(Image-backed grounding data)

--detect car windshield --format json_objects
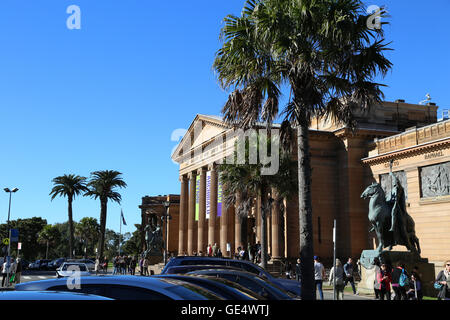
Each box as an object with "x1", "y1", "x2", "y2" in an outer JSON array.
[
  {"x1": 160, "y1": 279, "x2": 223, "y2": 300},
  {"x1": 61, "y1": 264, "x2": 87, "y2": 271}
]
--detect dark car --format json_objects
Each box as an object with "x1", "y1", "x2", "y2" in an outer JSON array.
[
  {"x1": 165, "y1": 264, "x2": 242, "y2": 274},
  {"x1": 28, "y1": 259, "x2": 52, "y2": 271},
  {"x1": 0, "y1": 290, "x2": 113, "y2": 300},
  {"x1": 154, "y1": 274, "x2": 264, "y2": 300},
  {"x1": 15, "y1": 275, "x2": 223, "y2": 300},
  {"x1": 161, "y1": 256, "x2": 301, "y2": 297},
  {"x1": 48, "y1": 258, "x2": 66, "y2": 270},
  {"x1": 186, "y1": 269, "x2": 298, "y2": 300}
]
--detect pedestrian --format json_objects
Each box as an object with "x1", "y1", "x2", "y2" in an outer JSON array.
[
  {"x1": 15, "y1": 258, "x2": 22, "y2": 284},
  {"x1": 112, "y1": 256, "x2": 118, "y2": 275},
  {"x1": 239, "y1": 247, "x2": 246, "y2": 260},
  {"x1": 143, "y1": 257, "x2": 149, "y2": 276},
  {"x1": 207, "y1": 244, "x2": 212, "y2": 257},
  {"x1": 217, "y1": 248, "x2": 222, "y2": 258},
  {"x1": 95, "y1": 257, "x2": 100, "y2": 275},
  {"x1": 2, "y1": 259, "x2": 10, "y2": 287},
  {"x1": 130, "y1": 256, "x2": 136, "y2": 276},
  {"x1": 295, "y1": 258, "x2": 301, "y2": 282},
  {"x1": 139, "y1": 257, "x2": 144, "y2": 276},
  {"x1": 120, "y1": 256, "x2": 126, "y2": 275},
  {"x1": 193, "y1": 250, "x2": 197, "y2": 257},
  {"x1": 247, "y1": 243, "x2": 253, "y2": 262},
  {"x1": 314, "y1": 256, "x2": 325, "y2": 300},
  {"x1": 407, "y1": 268, "x2": 422, "y2": 300},
  {"x1": 329, "y1": 258, "x2": 345, "y2": 300},
  {"x1": 285, "y1": 262, "x2": 293, "y2": 279},
  {"x1": 343, "y1": 257, "x2": 357, "y2": 294},
  {"x1": 213, "y1": 243, "x2": 218, "y2": 257},
  {"x1": 372, "y1": 257, "x2": 381, "y2": 299},
  {"x1": 378, "y1": 263, "x2": 392, "y2": 300},
  {"x1": 434, "y1": 259, "x2": 450, "y2": 300},
  {"x1": 10, "y1": 258, "x2": 17, "y2": 285},
  {"x1": 103, "y1": 257, "x2": 108, "y2": 274},
  {"x1": 391, "y1": 262, "x2": 408, "y2": 300}
]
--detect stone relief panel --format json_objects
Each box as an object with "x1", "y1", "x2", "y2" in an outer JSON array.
[
  {"x1": 420, "y1": 161, "x2": 450, "y2": 198},
  {"x1": 380, "y1": 170, "x2": 408, "y2": 201}
]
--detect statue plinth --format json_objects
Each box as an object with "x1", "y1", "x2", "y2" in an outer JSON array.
[{"x1": 357, "y1": 250, "x2": 436, "y2": 297}]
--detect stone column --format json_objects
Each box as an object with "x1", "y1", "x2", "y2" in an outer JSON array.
[
  {"x1": 235, "y1": 191, "x2": 242, "y2": 250},
  {"x1": 220, "y1": 186, "x2": 228, "y2": 257},
  {"x1": 271, "y1": 189, "x2": 281, "y2": 259},
  {"x1": 198, "y1": 167, "x2": 207, "y2": 255},
  {"x1": 178, "y1": 175, "x2": 188, "y2": 255},
  {"x1": 208, "y1": 164, "x2": 218, "y2": 249},
  {"x1": 187, "y1": 171, "x2": 196, "y2": 255}
]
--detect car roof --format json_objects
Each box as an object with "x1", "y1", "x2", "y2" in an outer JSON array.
[
  {"x1": 0, "y1": 290, "x2": 113, "y2": 300},
  {"x1": 15, "y1": 276, "x2": 222, "y2": 300}
]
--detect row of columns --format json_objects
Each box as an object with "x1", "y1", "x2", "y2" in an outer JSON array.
[{"x1": 178, "y1": 164, "x2": 283, "y2": 259}]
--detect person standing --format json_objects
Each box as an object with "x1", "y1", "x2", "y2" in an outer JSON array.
[
  {"x1": 2, "y1": 259, "x2": 10, "y2": 287},
  {"x1": 213, "y1": 243, "x2": 218, "y2": 257},
  {"x1": 112, "y1": 256, "x2": 118, "y2": 275},
  {"x1": 372, "y1": 258, "x2": 381, "y2": 299},
  {"x1": 295, "y1": 258, "x2": 301, "y2": 282},
  {"x1": 207, "y1": 244, "x2": 212, "y2": 257},
  {"x1": 314, "y1": 256, "x2": 325, "y2": 300},
  {"x1": 343, "y1": 257, "x2": 357, "y2": 294},
  {"x1": 378, "y1": 263, "x2": 392, "y2": 300},
  {"x1": 143, "y1": 257, "x2": 149, "y2": 276},
  {"x1": 15, "y1": 258, "x2": 22, "y2": 284},
  {"x1": 130, "y1": 256, "x2": 136, "y2": 275},
  {"x1": 435, "y1": 260, "x2": 450, "y2": 300},
  {"x1": 329, "y1": 259, "x2": 345, "y2": 300},
  {"x1": 391, "y1": 262, "x2": 408, "y2": 300},
  {"x1": 139, "y1": 257, "x2": 144, "y2": 276},
  {"x1": 94, "y1": 257, "x2": 100, "y2": 276}
]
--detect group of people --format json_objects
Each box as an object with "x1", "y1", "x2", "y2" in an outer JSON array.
[
  {"x1": 187, "y1": 243, "x2": 223, "y2": 258},
  {"x1": 1, "y1": 257, "x2": 22, "y2": 287},
  {"x1": 371, "y1": 259, "x2": 424, "y2": 300},
  {"x1": 110, "y1": 255, "x2": 137, "y2": 276}
]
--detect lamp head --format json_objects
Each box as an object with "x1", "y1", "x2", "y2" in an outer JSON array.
[
  {"x1": 163, "y1": 201, "x2": 170, "y2": 208},
  {"x1": 4, "y1": 188, "x2": 10, "y2": 193}
]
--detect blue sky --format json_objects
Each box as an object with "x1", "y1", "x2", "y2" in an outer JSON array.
[{"x1": 0, "y1": 0, "x2": 449, "y2": 236}]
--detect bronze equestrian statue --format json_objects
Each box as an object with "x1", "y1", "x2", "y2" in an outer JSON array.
[{"x1": 361, "y1": 172, "x2": 420, "y2": 255}]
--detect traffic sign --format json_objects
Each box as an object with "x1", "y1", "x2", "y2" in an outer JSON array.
[
  {"x1": 18, "y1": 242, "x2": 22, "y2": 250},
  {"x1": 3, "y1": 238, "x2": 10, "y2": 245}
]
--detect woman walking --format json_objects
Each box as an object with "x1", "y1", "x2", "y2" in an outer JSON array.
[
  {"x1": 329, "y1": 259, "x2": 345, "y2": 300},
  {"x1": 435, "y1": 259, "x2": 450, "y2": 300},
  {"x1": 378, "y1": 263, "x2": 392, "y2": 300}
]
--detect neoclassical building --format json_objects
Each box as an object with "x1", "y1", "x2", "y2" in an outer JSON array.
[{"x1": 146, "y1": 100, "x2": 449, "y2": 271}]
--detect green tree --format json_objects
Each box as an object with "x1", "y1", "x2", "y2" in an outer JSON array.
[
  {"x1": 85, "y1": 170, "x2": 127, "y2": 261},
  {"x1": 50, "y1": 174, "x2": 89, "y2": 258},
  {"x1": 213, "y1": 0, "x2": 392, "y2": 299},
  {"x1": 121, "y1": 224, "x2": 142, "y2": 256},
  {"x1": 37, "y1": 224, "x2": 61, "y2": 259},
  {"x1": 75, "y1": 217, "x2": 100, "y2": 259}
]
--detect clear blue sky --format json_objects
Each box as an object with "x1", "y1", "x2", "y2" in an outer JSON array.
[{"x1": 0, "y1": 0, "x2": 449, "y2": 235}]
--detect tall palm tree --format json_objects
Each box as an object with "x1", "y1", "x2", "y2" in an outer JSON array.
[
  {"x1": 38, "y1": 224, "x2": 61, "y2": 259},
  {"x1": 213, "y1": 0, "x2": 392, "y2": 299},
  {"x1": 85, "y1": 170, "x2": 127, "y2": 261},
  {"x1": 50, "y1": 174, "x2": 89, "y2": 258}
]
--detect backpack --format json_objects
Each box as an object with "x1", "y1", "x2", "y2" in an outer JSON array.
[{"x1": 399, "y1": 269, "x2": 409, "y2": 287}]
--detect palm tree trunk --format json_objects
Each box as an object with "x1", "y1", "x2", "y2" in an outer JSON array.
[
  {"x1": 98, "y1": 198, "x2": 108, "y2": 260},
  {"x1": 260, "y1": 185, "x2": 268, "y2": 270},
  {"x1": 68, "y1": 196, "x2": 74, "y2": 259},
  {"x1": 297, "y1": 120, "x2": 315, "y2": 300}
]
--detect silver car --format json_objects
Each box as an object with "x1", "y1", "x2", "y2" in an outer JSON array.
[{"x1": 56, "y1": 262, "x2": 91, "y2": 278}]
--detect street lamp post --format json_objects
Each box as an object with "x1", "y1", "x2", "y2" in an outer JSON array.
[
  {"x1": 4, "y1": 187, "x2": 18, "y2": 288},
  {"x1": 161, "y1": 201, "x2": 171, "y2": 265}
]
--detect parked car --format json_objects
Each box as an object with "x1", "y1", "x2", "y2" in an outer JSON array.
[
  {"x1": 15, "y1": 275, "x2": 224, "y2": 300},
  {"x1": 56, "y1": 262, "x2": 91, "y2": 278},
  {"x1": 47, "y1": 258, "x2": 66, "y2": 270},
  {"x1": 68, "y1": 259, "x2": 95, "y2": 271},
  {"x1": 0, "y1": 290, "x2": 113, "y2": 300},
  {"x1": 28, "y1": 259, "x2": 52, "y2": 271},
  {"x1": 18, "y1": 259, "x2": 31, "y2": 271},
  {"x1": 165, "y1": 264, "x2": 242, "y2": 274},
  {"x1": 154, "y1": 274, "x2": 263, "y2": 300},
  {"x1": 161, "y1": 256, "x2": 301, "y2": 297},
  {"x1": 186, "y1": 269, "x2": 298, "y2": 300}
]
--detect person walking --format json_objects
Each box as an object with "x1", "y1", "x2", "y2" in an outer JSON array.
[
  {"x1": 139, "y1": 257, "x2": 144, "y2": 276},
  {"x1": 112, "y1": 256, "x2": 118, "y2": 275},
  {"x1": 329, "y1": 258, "x2": 345, "y2": 300},
  {"x1": 343, "y1": 257, "x2": 357, "y2": 294},
  {"x1": 314, "y1": 256, "x2": 325, "y2": 300},
  {"x1": 391, "y1": 262, "x2": 409, "y2": 300},
  {"x1": 103, "y1": 257, "x2": 108, "y2": 274},
  {"x1": 213, "y1": 243, "x2": 218, "y2": 257},
  {"x1": 10, "y1": 258, "x2": 17, "y2": 285},
  {"x1": 143, "y1": 257, "x2": 149, "y2": 276},
  {"x1": 94, "y1": 257, "x2": 100, "y2": 276},
  {"x1": 407, "y1": 270, "x2": 422, "y2": 300},
  {"x1": 207, "y1": 244, "x2": 212, "y2": 257},
  {"x1": 435, "y1": 259, "x2": 450, "y2": 300},
  {"x1": 378, "y1": 263, "x2": 392, "y2": 300}
]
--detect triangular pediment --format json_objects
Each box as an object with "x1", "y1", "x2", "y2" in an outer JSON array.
[{"x1": 171, "y1": 115, "x2": 229, "y2": 163}]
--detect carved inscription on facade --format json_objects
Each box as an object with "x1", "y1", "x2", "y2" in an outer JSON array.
[{"x1": 420, "y1": 161, "x2": 450, "y2": 198}]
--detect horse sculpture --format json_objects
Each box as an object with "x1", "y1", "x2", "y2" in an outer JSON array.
[{"x1": 361, "y1": 178, "x2": 420, "y2": 255}]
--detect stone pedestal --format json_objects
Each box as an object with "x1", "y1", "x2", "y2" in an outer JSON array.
[{"x1": 357, "y1": 250, "x2": 436, "y2": 297}]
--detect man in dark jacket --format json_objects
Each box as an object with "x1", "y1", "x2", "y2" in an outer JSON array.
[{"x1": 343, "y1": 258, "x2": 357, "y2": 294}]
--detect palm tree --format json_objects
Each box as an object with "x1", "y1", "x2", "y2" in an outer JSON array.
[
  {"x1": 37, "y1": 224, "x2": 61, "y2": 260},
  {"x1": 50, "y1": 174, "x2": 89, "y2": 259},
  {"x1": 75, "y1": 217, "x2": 100, "y2": 259},
  {"x1": 85, "y1": 170, "x2": 127, "y2": 261},
  {"x1": 220, "y1": 136, "x2": 297, "y2": 269},
  {"x1": 213, "y1": 0, "x2": 392, "y2": 299}
]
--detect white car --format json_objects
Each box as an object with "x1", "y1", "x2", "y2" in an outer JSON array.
[{"x1": 56, "y1": 262, "x2": 91, "y2": 278}]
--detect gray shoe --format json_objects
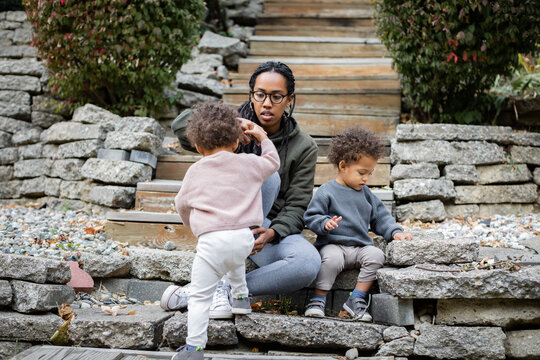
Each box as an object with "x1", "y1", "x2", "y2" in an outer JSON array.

• [Work to complete] From the records above, copy each line that contains the word "stone".

• [Result of this task]
--detect stone relief panel --format json_objects
--detect stone column --format json_objects
--detect stone pedestal --format json_objects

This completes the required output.